[DATA EXTRACT — start]
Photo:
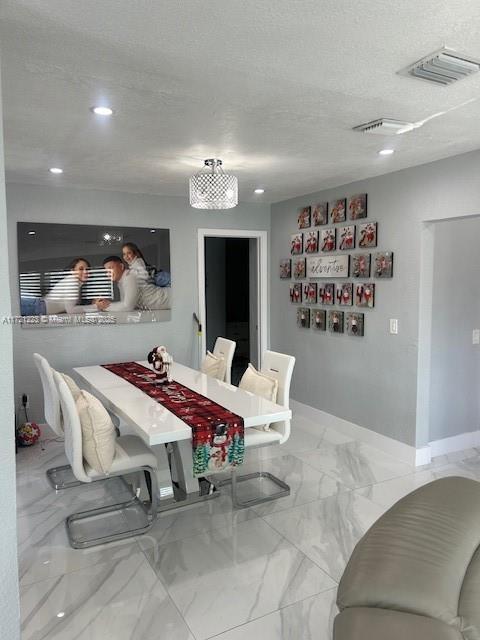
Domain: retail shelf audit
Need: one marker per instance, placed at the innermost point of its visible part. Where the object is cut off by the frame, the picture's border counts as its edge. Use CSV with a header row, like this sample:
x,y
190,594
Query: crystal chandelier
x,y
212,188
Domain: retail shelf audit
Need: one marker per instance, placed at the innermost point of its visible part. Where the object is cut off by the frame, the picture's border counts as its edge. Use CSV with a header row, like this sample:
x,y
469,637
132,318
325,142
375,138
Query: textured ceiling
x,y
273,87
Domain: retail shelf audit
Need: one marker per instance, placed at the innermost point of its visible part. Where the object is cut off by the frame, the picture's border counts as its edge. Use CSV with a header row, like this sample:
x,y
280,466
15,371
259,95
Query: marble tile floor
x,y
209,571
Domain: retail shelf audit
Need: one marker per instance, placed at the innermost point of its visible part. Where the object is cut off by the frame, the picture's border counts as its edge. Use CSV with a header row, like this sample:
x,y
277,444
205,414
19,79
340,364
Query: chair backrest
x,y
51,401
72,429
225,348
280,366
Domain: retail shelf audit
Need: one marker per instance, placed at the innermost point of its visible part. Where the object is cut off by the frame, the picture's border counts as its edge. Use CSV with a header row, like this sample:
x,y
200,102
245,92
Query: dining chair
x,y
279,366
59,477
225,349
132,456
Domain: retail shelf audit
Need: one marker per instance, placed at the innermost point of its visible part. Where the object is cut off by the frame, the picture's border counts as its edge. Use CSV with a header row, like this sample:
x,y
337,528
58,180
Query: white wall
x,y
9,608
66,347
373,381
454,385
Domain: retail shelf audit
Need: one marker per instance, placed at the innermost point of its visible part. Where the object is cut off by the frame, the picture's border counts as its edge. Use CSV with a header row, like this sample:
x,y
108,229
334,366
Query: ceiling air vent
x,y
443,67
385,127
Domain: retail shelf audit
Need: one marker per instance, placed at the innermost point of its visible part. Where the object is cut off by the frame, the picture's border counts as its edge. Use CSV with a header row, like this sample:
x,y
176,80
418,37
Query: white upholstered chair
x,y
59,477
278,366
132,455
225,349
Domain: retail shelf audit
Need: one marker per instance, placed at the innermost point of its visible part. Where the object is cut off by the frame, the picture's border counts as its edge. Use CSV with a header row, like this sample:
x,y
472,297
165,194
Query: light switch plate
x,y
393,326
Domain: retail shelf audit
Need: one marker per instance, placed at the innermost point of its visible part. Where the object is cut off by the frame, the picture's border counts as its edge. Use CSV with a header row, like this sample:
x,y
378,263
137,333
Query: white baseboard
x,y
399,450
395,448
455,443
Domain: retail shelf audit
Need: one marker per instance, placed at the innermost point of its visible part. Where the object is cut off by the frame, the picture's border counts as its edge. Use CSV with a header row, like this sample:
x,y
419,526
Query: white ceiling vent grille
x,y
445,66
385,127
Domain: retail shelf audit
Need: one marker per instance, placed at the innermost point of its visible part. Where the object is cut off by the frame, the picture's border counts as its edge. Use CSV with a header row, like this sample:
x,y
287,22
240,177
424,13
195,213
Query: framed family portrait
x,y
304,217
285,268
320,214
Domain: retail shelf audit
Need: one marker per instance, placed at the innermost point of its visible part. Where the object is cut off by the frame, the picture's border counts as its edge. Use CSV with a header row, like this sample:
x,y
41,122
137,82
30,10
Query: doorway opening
[DATA EXTRACT — finish]
[DATA EXTRACT — start]
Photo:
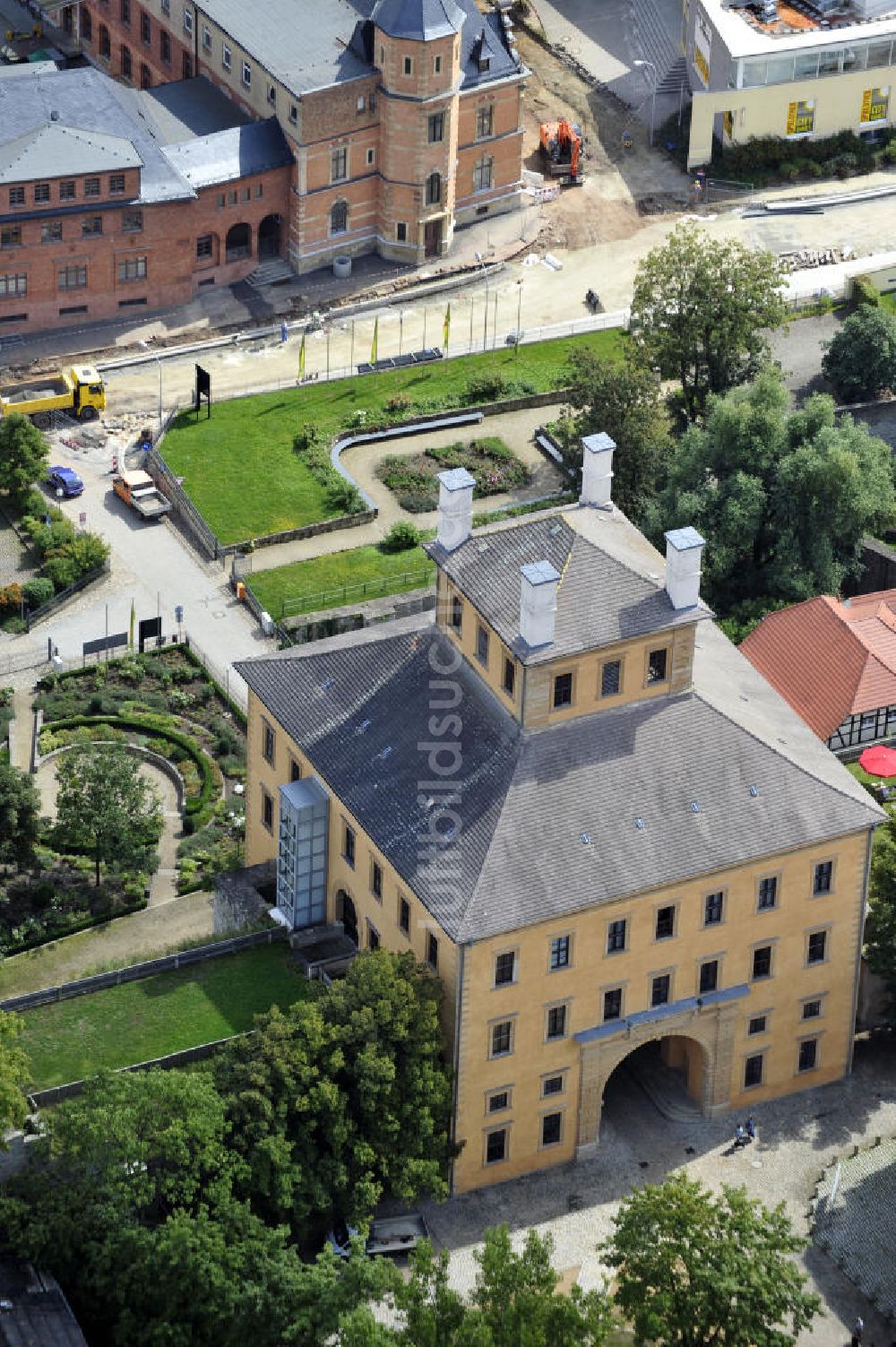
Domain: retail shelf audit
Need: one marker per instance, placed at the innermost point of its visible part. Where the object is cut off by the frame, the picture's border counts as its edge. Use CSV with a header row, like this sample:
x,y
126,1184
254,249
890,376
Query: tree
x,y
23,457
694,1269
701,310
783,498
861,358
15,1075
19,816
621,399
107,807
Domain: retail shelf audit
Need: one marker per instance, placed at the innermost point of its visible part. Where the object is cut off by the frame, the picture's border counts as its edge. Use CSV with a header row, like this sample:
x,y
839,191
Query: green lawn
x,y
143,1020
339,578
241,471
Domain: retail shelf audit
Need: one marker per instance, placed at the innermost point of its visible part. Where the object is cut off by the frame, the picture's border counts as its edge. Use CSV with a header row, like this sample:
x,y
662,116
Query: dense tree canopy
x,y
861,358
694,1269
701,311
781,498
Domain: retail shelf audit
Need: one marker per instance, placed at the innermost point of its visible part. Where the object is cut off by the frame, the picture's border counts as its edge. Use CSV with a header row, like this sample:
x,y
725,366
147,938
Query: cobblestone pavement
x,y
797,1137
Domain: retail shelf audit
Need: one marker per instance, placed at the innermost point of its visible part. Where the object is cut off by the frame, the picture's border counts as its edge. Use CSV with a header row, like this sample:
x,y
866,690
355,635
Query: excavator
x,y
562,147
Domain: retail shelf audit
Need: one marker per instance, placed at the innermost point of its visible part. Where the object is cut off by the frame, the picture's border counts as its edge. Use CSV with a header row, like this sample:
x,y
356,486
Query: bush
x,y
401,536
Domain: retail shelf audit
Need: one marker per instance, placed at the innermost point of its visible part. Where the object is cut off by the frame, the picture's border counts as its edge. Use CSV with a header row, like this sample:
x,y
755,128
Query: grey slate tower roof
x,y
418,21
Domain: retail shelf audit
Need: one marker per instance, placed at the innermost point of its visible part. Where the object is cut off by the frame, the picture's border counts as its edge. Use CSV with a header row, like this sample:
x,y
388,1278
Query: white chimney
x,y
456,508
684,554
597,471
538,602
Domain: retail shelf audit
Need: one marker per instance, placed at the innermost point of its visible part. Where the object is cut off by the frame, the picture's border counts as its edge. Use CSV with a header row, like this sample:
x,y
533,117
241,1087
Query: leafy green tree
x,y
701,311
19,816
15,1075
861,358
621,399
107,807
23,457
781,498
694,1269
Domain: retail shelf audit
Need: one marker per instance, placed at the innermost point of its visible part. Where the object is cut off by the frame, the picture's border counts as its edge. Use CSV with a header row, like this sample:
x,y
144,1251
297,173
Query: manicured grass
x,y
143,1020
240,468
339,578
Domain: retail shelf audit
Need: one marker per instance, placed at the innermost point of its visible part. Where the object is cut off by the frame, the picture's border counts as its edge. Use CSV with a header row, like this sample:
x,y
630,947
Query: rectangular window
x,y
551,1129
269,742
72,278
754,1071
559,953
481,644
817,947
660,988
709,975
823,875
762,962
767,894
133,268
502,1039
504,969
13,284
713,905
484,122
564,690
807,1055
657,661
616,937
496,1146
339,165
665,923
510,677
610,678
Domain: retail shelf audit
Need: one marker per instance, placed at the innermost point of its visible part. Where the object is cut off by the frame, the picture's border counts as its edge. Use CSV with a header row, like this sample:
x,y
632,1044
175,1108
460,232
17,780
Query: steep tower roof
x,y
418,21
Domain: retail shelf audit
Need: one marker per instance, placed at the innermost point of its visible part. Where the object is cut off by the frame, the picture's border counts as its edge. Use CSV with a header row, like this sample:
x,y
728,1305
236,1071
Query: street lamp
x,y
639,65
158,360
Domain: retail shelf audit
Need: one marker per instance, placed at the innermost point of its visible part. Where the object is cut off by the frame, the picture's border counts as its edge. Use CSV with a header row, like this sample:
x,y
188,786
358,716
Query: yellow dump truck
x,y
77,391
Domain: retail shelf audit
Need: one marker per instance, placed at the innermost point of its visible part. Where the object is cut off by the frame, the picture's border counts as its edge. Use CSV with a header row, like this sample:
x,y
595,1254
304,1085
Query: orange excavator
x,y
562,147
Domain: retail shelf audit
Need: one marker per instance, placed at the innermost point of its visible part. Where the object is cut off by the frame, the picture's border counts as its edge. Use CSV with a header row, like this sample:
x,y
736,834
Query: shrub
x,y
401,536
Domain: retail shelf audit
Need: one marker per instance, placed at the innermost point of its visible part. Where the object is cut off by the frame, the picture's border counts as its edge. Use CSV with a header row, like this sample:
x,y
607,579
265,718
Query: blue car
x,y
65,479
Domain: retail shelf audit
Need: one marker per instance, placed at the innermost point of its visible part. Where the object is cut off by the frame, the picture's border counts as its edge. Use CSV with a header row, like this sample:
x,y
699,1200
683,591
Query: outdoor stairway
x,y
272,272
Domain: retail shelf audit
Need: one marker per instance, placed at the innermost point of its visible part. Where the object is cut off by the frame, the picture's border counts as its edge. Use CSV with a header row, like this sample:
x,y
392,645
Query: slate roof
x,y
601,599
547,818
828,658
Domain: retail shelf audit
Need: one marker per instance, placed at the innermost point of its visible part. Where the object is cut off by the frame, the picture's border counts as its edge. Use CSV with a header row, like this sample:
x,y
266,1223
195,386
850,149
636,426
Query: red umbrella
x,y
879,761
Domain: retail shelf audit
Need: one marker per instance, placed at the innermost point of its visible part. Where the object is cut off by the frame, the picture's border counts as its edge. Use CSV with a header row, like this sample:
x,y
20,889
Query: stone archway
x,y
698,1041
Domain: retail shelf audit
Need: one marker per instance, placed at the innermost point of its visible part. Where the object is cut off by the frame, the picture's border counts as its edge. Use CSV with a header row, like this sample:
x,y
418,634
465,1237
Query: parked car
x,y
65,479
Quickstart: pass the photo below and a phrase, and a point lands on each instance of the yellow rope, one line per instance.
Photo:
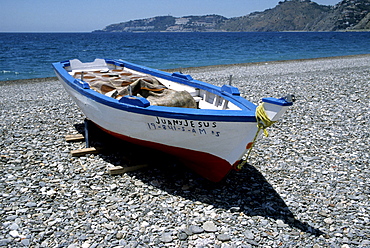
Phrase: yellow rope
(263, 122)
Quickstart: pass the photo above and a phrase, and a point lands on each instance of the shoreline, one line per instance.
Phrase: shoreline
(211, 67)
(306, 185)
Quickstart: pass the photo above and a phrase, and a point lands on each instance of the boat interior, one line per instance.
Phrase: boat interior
[DATA EXTRACT — finish]
§ TASK: Check the data for lines with "above" and give only their number.

§ SOLUTION FOR THIS EXERCISE: 2